--- Start of Data to use ---
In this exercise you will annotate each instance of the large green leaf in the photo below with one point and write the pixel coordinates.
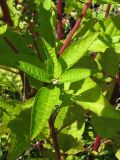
(9, 57)
(3, 29)
(34, 71)
(100, 123)
(109, 37)
(94, 101)
(74, 75)
(20, 137)
(108, 62)
(45, 101)
(75, 51)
--- End of Data to use ---
Exercise goal:
Copy every item above word for word, leaving out the pictures.

Output of the task:
In this exercise you will annotate each instance of the large green leaf in the photo below with one point and write the pixel coordinates.
(9, 57)
(3, 29)
(34, 71)
(100, 123)
(109, 37)
(94, 101)
(74, 75)
(20, 137)
(108, 62)
(45, 101)
(75, 51)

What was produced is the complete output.